▶ _Provided information_:
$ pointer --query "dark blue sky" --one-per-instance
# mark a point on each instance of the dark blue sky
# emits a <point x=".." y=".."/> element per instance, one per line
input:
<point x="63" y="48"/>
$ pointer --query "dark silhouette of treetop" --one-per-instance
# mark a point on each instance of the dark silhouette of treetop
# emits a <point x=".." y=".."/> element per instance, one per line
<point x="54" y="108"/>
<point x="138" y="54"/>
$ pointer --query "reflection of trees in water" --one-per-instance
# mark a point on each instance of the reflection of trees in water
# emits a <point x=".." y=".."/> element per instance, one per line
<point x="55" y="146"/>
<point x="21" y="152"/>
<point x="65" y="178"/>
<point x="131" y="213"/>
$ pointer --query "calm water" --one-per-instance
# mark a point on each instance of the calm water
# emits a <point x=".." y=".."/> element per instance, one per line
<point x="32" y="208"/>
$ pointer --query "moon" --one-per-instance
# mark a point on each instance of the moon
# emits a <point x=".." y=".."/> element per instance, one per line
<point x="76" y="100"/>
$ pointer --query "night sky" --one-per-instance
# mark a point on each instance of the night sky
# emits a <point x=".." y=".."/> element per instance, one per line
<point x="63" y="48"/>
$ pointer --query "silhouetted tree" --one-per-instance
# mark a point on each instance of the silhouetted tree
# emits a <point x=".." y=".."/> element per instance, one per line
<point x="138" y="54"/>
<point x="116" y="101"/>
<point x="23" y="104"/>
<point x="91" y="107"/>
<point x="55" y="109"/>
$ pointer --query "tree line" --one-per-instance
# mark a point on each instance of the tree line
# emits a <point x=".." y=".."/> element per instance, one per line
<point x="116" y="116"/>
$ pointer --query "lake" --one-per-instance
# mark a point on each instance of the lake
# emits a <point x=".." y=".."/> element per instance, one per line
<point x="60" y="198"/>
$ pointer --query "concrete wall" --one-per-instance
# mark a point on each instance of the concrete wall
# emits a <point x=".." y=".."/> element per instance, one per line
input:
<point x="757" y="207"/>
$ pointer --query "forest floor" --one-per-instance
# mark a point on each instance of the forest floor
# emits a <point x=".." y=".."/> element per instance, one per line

▶ _The problem_:
Within the data above, find the lines that contain the word "forest" and copy each of them.

▶ _Solution for this exercise_:
$ pointer --query "forest floor" --one-per-instance
# mark a point on each instance of the forest floor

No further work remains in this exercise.